**GOAL OF THE EXERCISE**. Search the data for the word "concrete". Reproduce every line where it is found.

Saved data entries

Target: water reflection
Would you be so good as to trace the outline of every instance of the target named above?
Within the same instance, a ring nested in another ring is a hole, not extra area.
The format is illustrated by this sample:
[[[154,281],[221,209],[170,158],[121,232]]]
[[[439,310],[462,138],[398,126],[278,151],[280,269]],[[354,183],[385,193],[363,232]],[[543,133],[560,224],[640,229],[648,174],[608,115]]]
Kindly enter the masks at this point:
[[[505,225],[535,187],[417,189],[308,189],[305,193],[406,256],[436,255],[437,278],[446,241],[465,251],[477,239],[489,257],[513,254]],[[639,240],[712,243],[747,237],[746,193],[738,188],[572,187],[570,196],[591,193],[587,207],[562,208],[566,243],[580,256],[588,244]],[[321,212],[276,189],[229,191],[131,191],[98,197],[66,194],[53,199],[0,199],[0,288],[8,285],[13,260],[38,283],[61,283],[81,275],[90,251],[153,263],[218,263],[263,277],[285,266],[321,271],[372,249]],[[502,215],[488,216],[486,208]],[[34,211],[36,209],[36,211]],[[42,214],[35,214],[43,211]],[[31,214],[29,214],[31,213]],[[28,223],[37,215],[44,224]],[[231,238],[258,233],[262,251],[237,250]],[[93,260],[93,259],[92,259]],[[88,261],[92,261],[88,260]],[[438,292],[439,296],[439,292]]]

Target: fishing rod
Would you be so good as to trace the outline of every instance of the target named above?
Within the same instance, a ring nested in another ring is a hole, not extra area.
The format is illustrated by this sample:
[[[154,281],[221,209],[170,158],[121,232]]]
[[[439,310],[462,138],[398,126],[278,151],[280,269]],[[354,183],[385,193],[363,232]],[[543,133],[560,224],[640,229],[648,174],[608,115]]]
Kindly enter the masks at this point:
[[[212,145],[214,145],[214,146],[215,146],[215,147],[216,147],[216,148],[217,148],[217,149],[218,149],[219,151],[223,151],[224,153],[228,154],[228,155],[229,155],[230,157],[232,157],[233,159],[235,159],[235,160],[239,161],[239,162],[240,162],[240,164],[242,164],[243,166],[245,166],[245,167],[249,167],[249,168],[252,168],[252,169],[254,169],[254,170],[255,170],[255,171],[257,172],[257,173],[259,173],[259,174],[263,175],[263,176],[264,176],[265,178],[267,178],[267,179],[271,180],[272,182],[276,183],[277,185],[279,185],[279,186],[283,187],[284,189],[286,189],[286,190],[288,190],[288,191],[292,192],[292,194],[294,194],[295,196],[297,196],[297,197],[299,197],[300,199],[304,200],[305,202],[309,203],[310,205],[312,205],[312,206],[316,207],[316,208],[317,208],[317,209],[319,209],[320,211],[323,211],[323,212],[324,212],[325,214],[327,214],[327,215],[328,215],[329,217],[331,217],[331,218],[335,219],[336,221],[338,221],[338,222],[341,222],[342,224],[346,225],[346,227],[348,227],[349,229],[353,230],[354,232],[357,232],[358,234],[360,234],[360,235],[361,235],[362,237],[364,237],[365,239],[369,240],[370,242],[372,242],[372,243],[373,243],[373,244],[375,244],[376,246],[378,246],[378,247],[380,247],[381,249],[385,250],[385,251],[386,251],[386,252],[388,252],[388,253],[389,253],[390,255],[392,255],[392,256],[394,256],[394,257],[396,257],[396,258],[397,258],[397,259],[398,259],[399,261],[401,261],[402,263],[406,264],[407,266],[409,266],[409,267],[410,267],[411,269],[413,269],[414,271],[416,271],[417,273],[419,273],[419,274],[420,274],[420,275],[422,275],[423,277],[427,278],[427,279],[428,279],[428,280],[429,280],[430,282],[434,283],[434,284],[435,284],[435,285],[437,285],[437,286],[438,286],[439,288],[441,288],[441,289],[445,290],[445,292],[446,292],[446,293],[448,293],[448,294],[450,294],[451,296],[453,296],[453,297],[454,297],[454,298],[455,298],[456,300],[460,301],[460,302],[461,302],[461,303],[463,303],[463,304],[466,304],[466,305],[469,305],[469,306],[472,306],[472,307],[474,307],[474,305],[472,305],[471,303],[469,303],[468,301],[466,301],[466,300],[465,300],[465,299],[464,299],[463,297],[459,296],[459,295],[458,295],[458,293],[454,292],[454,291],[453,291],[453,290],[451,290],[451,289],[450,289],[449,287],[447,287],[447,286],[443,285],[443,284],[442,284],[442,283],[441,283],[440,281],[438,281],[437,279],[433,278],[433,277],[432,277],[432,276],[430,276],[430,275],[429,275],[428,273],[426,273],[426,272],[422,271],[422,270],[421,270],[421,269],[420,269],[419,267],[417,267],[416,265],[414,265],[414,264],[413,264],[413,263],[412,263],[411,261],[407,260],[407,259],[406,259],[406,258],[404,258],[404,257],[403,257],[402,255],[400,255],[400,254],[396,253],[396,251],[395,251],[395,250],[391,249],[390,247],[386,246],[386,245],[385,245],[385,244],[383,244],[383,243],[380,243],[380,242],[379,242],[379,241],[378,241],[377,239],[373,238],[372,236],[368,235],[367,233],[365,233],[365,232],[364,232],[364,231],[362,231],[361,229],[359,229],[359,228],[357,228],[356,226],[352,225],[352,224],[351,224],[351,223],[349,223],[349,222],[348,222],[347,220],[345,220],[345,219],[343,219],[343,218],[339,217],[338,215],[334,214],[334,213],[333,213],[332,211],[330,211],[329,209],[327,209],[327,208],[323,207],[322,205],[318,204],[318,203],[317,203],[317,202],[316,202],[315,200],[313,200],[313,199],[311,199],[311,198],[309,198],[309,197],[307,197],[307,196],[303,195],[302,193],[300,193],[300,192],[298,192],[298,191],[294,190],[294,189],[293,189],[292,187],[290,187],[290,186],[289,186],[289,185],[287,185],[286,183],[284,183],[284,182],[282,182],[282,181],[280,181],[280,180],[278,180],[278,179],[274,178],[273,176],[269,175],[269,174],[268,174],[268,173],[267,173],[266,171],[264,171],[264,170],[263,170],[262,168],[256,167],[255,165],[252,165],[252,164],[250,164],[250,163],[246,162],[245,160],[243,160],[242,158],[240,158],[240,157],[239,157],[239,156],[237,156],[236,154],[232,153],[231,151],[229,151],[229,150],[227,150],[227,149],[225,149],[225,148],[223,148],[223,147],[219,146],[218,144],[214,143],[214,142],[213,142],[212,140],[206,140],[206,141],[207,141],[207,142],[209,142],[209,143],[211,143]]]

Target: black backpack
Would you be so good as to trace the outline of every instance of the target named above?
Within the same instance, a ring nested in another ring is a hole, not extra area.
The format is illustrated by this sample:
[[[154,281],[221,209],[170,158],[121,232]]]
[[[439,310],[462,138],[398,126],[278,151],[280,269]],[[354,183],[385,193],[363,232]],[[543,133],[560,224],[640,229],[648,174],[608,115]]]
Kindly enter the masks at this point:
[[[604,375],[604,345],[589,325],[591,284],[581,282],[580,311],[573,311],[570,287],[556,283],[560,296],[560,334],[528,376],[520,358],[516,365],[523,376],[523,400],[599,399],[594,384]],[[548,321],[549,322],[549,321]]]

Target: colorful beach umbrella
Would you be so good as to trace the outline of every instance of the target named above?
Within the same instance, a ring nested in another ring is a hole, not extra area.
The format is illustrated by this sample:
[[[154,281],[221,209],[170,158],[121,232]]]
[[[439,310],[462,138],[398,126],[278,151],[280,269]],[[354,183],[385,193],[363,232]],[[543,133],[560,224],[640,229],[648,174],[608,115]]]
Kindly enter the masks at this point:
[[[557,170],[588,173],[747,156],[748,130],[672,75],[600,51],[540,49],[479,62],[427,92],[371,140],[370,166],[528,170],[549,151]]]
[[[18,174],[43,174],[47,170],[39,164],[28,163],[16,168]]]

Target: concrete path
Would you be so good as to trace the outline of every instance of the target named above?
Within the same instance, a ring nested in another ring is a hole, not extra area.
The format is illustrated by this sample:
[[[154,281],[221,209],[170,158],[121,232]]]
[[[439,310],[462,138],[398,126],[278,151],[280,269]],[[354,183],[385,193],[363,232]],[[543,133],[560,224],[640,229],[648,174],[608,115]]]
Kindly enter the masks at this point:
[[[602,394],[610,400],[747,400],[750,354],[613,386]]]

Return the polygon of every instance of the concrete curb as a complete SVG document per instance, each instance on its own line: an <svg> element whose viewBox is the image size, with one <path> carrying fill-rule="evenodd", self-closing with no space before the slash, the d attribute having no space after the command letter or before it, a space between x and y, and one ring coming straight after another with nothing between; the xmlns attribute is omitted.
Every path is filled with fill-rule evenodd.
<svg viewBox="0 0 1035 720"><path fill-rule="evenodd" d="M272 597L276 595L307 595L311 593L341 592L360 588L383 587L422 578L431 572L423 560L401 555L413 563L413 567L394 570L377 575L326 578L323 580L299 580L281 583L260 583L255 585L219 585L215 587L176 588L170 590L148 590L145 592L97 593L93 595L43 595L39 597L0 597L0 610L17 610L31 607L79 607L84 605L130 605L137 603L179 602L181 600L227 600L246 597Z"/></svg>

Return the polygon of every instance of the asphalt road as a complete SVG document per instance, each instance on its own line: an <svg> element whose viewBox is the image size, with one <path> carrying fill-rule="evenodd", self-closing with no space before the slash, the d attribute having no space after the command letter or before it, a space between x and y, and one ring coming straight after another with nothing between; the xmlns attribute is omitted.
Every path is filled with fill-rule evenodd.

**RESPONSE TO THIS TASK**.
Target: concrete path
Return the polygon of every instance of the concrete curb as a complete SVG document per instance, each instance on its own line: an <svg> element whose viewBox is the image size, with one <path> carrying fill-rule="evenodd", self-closing with no space before the slash, the d attribute having no space after the command letter or before it, a space between x and y, and one ring coming straight after another with nothing between; the xmlns attribute is omitted.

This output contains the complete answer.